Text:
= = = = =
Dr. Hakeem Oluseyi is an astrophysicist with so many credentials it would take a page and a half to list them all. Here’s a sample: He has a Ph.D. in physics from Stanford University, was a 2012 TED Global Fellow, was a visiting scholar at MIT, was a U.S. State Department speaker and specialist to Algeria in 2012 and he co-hosts television shows on the Science Channel, National Geographic Channel and Discovery Channel.
That’s all on top of his day job as a professor of physics and space sciences at the Florida Institute of Technology, where he leads a research group that “hacks the stars,” develops in-space propulsion technologies and investigates the structure and evolution of the universe.
Oluseyi also has begun working with the 100 Year Starship Project, which is working to send humans on an interstellar space mission within 100 years.
Oluseyi joined St. Louis on the Air host Don Marsh ahead of a conference at Westminster College earlier this month to discuss the latest in space technology and describe exactly what “hacking the stars” means.
= = = = =
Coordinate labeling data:

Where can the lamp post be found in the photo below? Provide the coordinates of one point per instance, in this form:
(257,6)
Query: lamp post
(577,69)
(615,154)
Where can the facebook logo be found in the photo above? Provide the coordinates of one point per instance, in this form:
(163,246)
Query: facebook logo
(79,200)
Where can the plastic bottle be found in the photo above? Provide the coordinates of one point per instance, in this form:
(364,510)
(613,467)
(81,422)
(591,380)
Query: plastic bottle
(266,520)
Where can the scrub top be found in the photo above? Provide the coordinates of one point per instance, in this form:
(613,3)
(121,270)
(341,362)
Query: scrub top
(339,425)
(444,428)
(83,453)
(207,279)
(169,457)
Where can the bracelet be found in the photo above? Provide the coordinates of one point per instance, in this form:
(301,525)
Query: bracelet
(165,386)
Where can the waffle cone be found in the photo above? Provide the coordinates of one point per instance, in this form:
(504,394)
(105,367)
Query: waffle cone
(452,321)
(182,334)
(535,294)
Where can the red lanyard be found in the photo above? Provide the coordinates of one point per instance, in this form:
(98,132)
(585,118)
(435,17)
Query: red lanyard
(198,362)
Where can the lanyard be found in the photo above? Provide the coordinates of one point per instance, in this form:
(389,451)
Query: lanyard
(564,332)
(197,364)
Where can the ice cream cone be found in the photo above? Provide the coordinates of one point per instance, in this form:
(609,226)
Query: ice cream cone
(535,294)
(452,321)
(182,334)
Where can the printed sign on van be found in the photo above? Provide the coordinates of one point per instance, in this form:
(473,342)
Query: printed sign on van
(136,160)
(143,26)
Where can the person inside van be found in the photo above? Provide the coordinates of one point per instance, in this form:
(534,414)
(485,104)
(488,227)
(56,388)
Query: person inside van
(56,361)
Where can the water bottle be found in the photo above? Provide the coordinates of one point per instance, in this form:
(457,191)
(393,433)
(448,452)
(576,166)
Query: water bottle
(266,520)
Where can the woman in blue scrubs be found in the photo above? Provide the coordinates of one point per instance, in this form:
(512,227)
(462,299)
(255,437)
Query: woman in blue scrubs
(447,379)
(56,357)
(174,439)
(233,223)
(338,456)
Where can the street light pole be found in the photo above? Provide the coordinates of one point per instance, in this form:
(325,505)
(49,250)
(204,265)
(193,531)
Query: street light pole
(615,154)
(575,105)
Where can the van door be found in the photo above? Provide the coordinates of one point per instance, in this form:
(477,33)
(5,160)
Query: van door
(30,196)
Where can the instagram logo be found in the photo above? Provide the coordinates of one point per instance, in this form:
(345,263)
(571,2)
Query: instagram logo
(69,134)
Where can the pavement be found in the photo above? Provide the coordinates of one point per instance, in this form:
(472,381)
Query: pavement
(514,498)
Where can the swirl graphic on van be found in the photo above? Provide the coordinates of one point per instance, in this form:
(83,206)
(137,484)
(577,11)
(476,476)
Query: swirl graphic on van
= = = = =
To do:
**A.** Lay out as a numbered list the lines of the listing from the line containing "Where can the woman" through the end of the listing, both included and with blank lines omitted.
**B.** Proceed with the article about astrophysicist Hakeem Oluseyi from the point where it stops.
The article on Hakeem Oluseyi and the listing are unrelated to each other.

Answers per task:
**A.**
1. Where can the woman in blue scrubs be found in the photo above? Provide the coordinates of one point per instance, in this form:
2. (512,227)
3. (462,299)
4. (255,437)
5. Query: woman in blue scrubs
6. (447,379)
7. (56,357)
8. (174,439)
9. (233,223)
10. (338,456)
11. Where can the street light pole be found in the photo above? Provide the coordinates of one point per instance, in this form:
12. (325,505)
13. (49,250)
14. (204,265)
15. (193,531)
16. Query: street light pole
17. (615,154)
18. (575,105)
19. Where can the van door be found in the photo above? Provide the coordinates of one point per instance, in this form:
20. (477,33)
21. (5,160)
22. Query: van door
23. (30,196)
24. Where can the instagram logo be found in the photo above? Provide the coordinates of one point per instance, in this form:
25. (345,263)
26. (571,2)
27. Query: instagram logo
28. (69,134)
29. Where can the pavement be found in the photo above? Provide the coordinates of one point per instance, in this form:
30. (472,381)
31. Query: pavement
32. (514,498)
33. Where can the swirl graphic on van be found in the photo above? Provide the coordinates of one point per instance, in this form:
34. (83,206)
35. (137,484)
36. (577,11)
37. (476,476)
38. Query: swirl graphic on van

**B.**
“When I say ‘hack the stars,’ the word ‘hack’ in this context means ‘repurpose,’” Oluseyi said. “Typically, astrophysicists study stars to understand stars. In my research group, we study stars to develop a new technology we can use and we study stars to understand how the galaxy formed and evolved. That helps us understand how the universe was formed and the universe evolved.”
Oluseyi is excited about advances that have been made in this area. In the past ten years, solar system exploration has yielded results such as spacecraft landing on a comet, going into orbit around Jupiter and providing images back to earth. We’ve also learned quite a bit more about how galaxies form and evolve.
These lessons have implications outside of the realm of “science for science’s sake” as well:
“When we think about science, we look at it in two ways,” Oluseyi said. “One way is: it advances understanding of the natural world. It also serves as a facilitator for new technologies. A lot of computation technologies are coming out of astrophysics: big data and things like that. These techniques go into analyzing data the military uses to keep us safe or that marketers use to make money.”
Oluseyi discussed the importance of funding scientific discovery on St. Louis on the Air, saying that the recession really impacted how far scientific exploration was able to move forward in the early 2000s.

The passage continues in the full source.